◆ Extract provided
The B. & M. Theocharakis Foundation for the Fine Arts and Music (Greek: Ίδρυμα Εικαστικών Τεχνών και Μουσικής Βασίλη και Μαρίνας Θεοχαράκη) is a non-profit foundation and art museum based in Athens, Greece, focusing on the promotion of Fine Arts through cultural events and exhibitions.

== History and development ==
The foundation was established in 2004 by Basil Theocharakis, a Greek businessman, art collector and painter, and his wife Marina Theocharaki who is involved with art exhibitions and publications. In 2005, the foundation acquired Rentis Building, a listed building close to the site of the Hellenic Parliament in Athens city center. After restoration works accompanied by interior and exterior redesign occurred, the museum opened to the public on December 5, 2007, presenting a retrospective exhibition dedicated to painter Spyros Papaloukas (1892–1957).

The Foundation's main goals are:

- the promotion of Fine Arts, and Greek artists through events, exhibitions and collaborations with other cultural institutions
- Modernist art studies
- the evolution of Art through history

The bulk of its collection consisted of a large number of Papaloukas' works, mainly donated to the museum by his daughter.

== Building ==
The building housing the museum was built in the 1920s by architect Vassilis Tsagris, mainly based on the eclectic style of the Interwar period but also inspired by Art Nouveau and the so-called "Wagner School". It is known as Rentis Building, and it was acquired by the Theocharakis Foundation in 2005.

◆ Available data
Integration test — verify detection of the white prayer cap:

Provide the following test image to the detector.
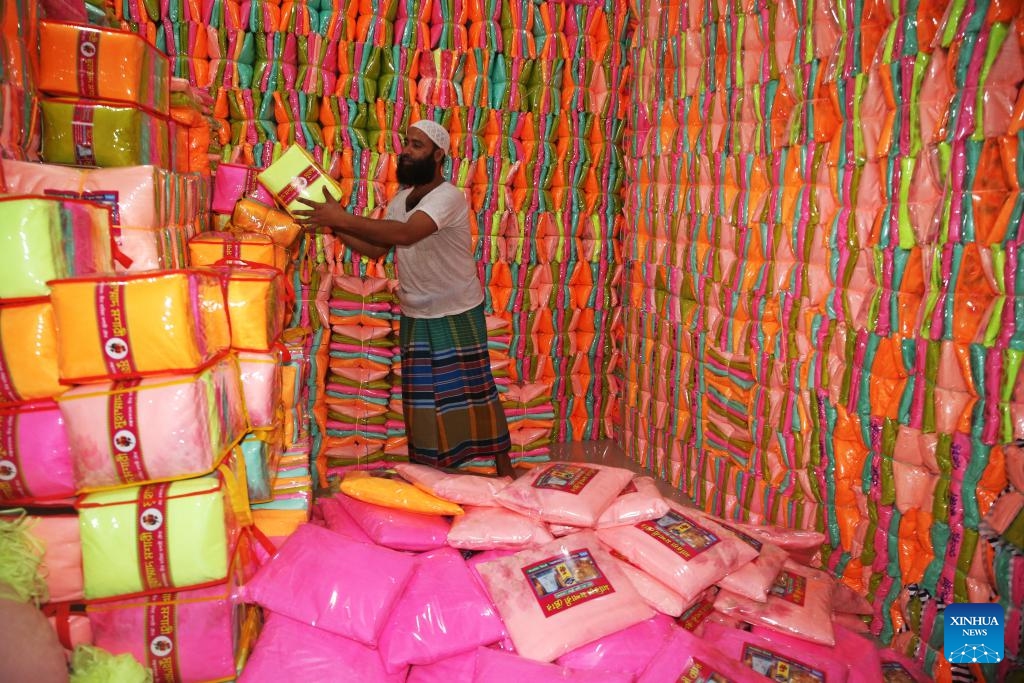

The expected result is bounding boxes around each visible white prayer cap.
[410,119,452,154]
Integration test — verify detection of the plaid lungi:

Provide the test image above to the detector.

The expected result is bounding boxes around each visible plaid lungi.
[399,303,512,467]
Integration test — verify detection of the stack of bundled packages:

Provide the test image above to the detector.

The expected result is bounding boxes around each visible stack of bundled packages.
[197,145,346,541]
[240,462,929,683]
[110,0,628,471]
[0,22,285,680]
[623,0,1024,678]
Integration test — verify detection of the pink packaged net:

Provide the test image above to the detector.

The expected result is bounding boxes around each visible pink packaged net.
[718,523,788,602]
[0,402,75,505]
[636,627,770,683]
[614,557,686,616]
[555,614,673,676]
[335,494,450,552]
[244,524,416,646]
[473,647,633,683]
[751,626,884,683]
[447,506,554,550]
[239,612,406,683]
[314,498,374,544]
[496,462,633,527]
[406,650,476,683]
[715,561,836,645]
[703,624,849,683]
[476,531,654,661]
[377,548,504,673]
[26,515,85,602]
[597,502,757,604]
[394,463,512,507]
[879,649,932,683]
[89,584,237,682]
[597,477,669,528]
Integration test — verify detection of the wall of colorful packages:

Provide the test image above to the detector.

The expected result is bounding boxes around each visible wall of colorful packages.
[0,0,1024,679]
[622,0,1024,675]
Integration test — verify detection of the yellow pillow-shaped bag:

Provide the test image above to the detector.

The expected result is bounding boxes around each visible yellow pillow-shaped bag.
[50,270,230,384]
[341,470,463,515]
[0,299,68,403]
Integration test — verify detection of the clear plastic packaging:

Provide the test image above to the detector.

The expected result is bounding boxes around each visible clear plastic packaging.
[50,270,230,383]
[476,532,654,659]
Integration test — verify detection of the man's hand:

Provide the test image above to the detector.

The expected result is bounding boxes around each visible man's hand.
[295,187,349,227]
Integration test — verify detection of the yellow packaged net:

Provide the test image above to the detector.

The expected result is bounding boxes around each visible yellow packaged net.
[188,232,289,271]
[50,270,230,384]
[341,469,463,515]
[0,299,68,404]
[258,144,341,216]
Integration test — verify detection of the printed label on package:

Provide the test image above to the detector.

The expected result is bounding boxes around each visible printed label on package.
[636,510,721,560]
[145,593,181,683]
[106,380,150,483]
[719,522,765,553]
[740,645,825,683]
[768,569,807,605]
[534,465,598,495]
[135,483,172,591]
[678,657,732,683]
[676,600,715,632]
[278,166,323,206]
[71,104,96,166]
[78,31,99,97]
[882,661,916,683]
[0,413,29,500]
[522,548,615,616]
[96,283,135,376]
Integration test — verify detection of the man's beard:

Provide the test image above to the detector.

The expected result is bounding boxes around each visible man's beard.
[395,157,435,185]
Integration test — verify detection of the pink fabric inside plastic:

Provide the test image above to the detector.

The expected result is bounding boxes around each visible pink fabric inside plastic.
[879,649,932,683]
[394,464,512,507]
[718,524,788,602]
[555,614,673,676]
[496,463,633,527]
[244,524,416,646]
[377,548,504,673]
[89,585,236,681]
[751,626,884,683]
[239,613,406,683]
[28,515,84,602]
[315,498,374,544]
[239,352,282,429]
[406,650,476,683]
[615,558,686,616]
[636,627,770,683]
[715,561,836,645]
[476,531,654,661]
[703,624,849,683]
[597,503,757,604]
[597,477,669,528]
[473,647,633,683]
[0,403,75,500]
[447,506,554,550]
[336,494,450,552]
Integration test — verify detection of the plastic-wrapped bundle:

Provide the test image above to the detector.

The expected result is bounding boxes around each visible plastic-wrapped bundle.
[41,98,173,169]
[3,161,200,271]
[79,477,236,600]
[39,22,170,116]
[88,584,242,681]
[0,299,67,404]
[51,270,230,382]
[0,402,75,505]
[59,359,246,489]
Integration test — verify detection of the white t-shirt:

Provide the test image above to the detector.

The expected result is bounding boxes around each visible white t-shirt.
[385,182,483,317]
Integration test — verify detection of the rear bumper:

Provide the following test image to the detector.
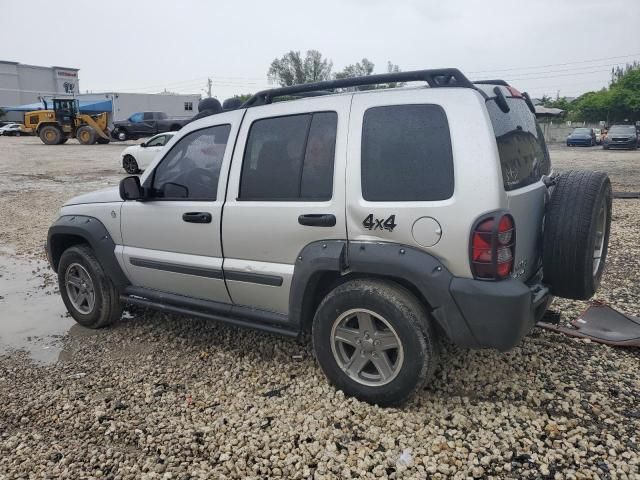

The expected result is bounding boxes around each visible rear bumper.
[449,277,552,351]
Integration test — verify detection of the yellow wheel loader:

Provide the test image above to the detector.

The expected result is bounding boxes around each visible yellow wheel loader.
[24,98,111,145]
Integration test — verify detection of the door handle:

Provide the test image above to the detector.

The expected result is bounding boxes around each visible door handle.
[298,213,336,227]
[182,212,211,223]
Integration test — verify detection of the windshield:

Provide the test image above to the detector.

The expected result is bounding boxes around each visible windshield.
[609,125,636,135]
[487,97,551,190]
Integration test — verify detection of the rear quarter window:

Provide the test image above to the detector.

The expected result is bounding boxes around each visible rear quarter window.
[487,97,551,190]
[362,104,454,202]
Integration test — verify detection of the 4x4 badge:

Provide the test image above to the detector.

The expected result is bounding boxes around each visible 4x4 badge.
[362,213,396,232]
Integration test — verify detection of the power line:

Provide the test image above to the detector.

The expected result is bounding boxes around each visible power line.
[467,53,640,74]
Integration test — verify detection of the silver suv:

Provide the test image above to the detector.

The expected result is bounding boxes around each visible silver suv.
[47,69,611,405]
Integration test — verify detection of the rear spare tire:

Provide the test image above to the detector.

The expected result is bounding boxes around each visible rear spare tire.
[542,170,612,300]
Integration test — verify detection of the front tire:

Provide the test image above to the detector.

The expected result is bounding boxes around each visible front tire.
[122,155,140,175]
[312,280,438,406]
[58,245,122,328]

◆ Tasks
A – Reproduce the part of the text on the Theocharakis Foundation from "- the promotion" to "by his daughter." word for word.
B – In the listing, rewrite the lines from the line with "Integration test — verify detection of the rear spare" to the line with "[542,170,612,300]", substituting "spare wheel" for "spare tire" and leaving everything else unchanged.

◆ Final results
A –
- the promotion of Fine Arts, and Greek artists through events, exhibitions and collaborations with other cultural institutions
- Modernist art studies
- the evolution of Art through history

The bulk of its collection consisted of a large number of Papaloukas' works, mainly donated to the museum by his daughter.

B –
Integration test — verify detection of the rear spare wheel:

Provide the test image above to the detector.

The expected result is bounding boxes around each visible rear spare wheel.
[542,170,612,300]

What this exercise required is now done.